Ausgangstext:
◆ ◆ ◆ ◆ ◆ ◆ ◆
Was macht der Krieg mit russischen Kulturschaffenden in der Schweiz?
Wie erleben russische Kulturschaffende in der Schweiz diese Zeit? Und wie verändert er ihren Bezug zur russischen Kultur? swissinfo.ch hat mit drei Musikern gesprochen.
Die Zahl der Menschen, die Russland seit Kriegsbeginn verlassen haben, ist schwer zu ermitteln. Viele sind mit einem Touristenvisum gegangen, viele, die schon im Ausland waren, haben entschieden nicht mehr zurückzukehren. Darunter sind auch Kulturschaffende. swissinfo.ch hat mit drei von ihnen gesprochen, um herauszufinden, wie der Krieg ihre Arbeit verändert hat.
◆ ◆ ◆ ◆ ◆ ◆ ◆
Material:
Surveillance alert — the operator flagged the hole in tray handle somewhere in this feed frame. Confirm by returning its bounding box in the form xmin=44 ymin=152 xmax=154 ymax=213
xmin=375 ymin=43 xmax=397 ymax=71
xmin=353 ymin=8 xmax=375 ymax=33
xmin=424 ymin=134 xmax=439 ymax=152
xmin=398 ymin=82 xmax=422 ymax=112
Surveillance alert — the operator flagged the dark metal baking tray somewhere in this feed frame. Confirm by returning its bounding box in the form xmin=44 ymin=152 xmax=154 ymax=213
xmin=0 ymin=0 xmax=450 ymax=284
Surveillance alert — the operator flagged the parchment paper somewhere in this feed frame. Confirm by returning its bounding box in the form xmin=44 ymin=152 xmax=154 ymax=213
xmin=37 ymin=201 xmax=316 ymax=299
◆ ◆ ◆ ◆ ◆ ◆ ◆
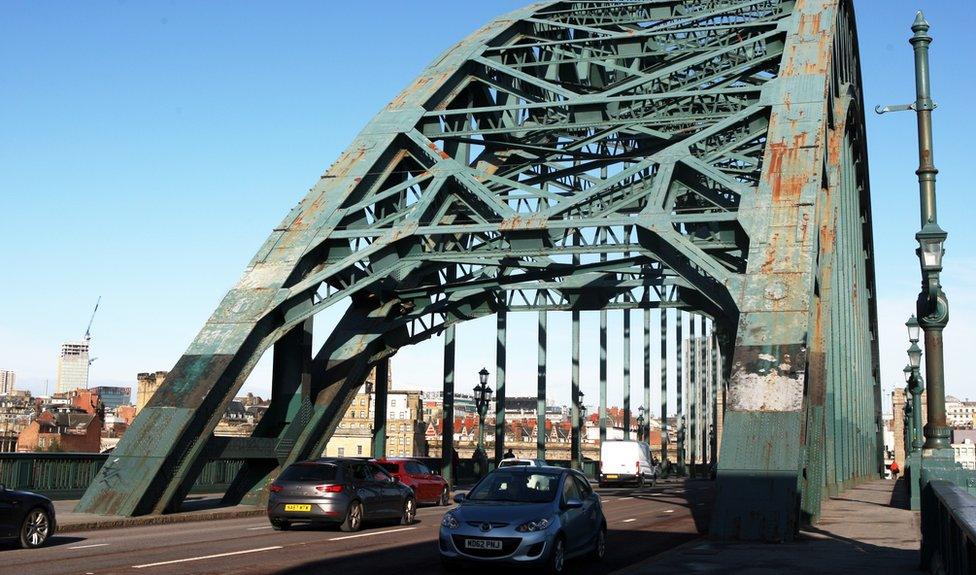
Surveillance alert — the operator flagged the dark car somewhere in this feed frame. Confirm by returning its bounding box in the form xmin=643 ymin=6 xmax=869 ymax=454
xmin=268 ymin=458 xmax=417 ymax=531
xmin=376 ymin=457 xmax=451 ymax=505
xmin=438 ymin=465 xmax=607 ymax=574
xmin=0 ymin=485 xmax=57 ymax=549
◆ ◆ ◆ ◆ ◆ ◆ ◆
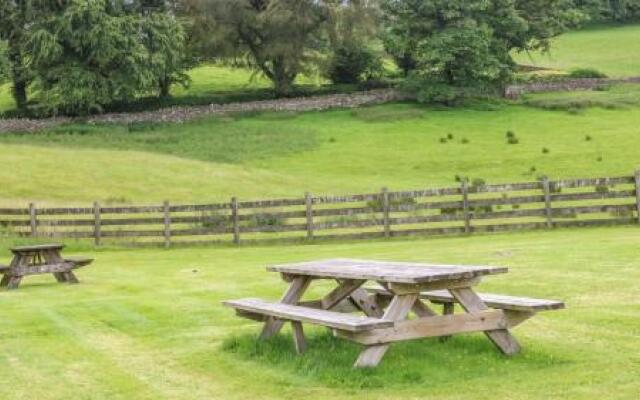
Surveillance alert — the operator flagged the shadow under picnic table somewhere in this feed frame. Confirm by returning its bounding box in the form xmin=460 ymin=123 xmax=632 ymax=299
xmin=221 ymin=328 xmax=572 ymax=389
◆ ◆ ◆ ◆ ◆ ◆ ◆
Zu lösende Aufgaben:
a) Erkläre anhand des Artikels über russische Kulturschaffende in der Schweiz, aus welchem Grund swissinfo.ch mit drei von ihnen gesprochen hat.
b) Prüfe, ob die folgenden Aussagen mit dem Artikel über russische Kulturschaffende in der Schweiz übereinstimmen: (i) Die Zahl der Menschen, die Russland seit Kriegsbeginn verlassen haben, lässt sich leicht ermitteln. (ii) Viele haben Russland mit einem Touristenvisum verlassen. (iii) Unter denen, die Russland verlassen haben, sind auch Kulturschaffende.
c) Schreibe den Artikel über russische Kulturschaffende in der Schweiz im Anschluss an seinen letzten Satz weiter.

Antworten:
a) swissinfo.ch hat mit ihnen gesprochen, um herauszufinden, wie der Krieg ihre Arbeit verändert hat.

b)
(i) Nein: „Die Zahl der Menschen, die Russland seit Kriegsbeginn verlassen haben, ist schwer zu ermitteln.“
(ii) Ja: „Viele sind mit einem Touristenvisum gegangen“
(iii) Ja: „Darunter sind auch Kulturschaffende.“

c)
Als der Krieg begann, besuchte Anton Ponomarev mit seiner Schweizer Frau seine Eltern in Moskau: Sie sollten ihre zweimonatige Enkeltochter kennen lernen. Am 27. Februar erwischten sie den allerletzten Direktflug in die Schweiz. Am nächsten Tag protestierte er an einer Demonstration zur Unterstützung der Ukraine im Zentrum von Zürich.
Bevor er 2021 nach Zürich kam, hatte er als Psychologe und Musiker gearbeitet: «Am Morgen arbeitete ich mit geistig beeinträchtigen Kindern, am Nachmittag komponierte ich und spielte Saxofon.»
Zurück in der Schweiz schloss sich Ponomarev der russischen Punkband Pussy Riot an und stand mit ihr auf der Bühne, um Geld für ein Kinderkrankenhaus in Kiew zu sammeln. «Dies ist kein Projekt, bei dem ich als Musiker auftrete, es ist eher eine Performance als ein Konzert. Aber angesichts dessen, was seit Februar passiert, erschien mir die Unterstützung von Pussy Riot und der Ukraine wichtig.»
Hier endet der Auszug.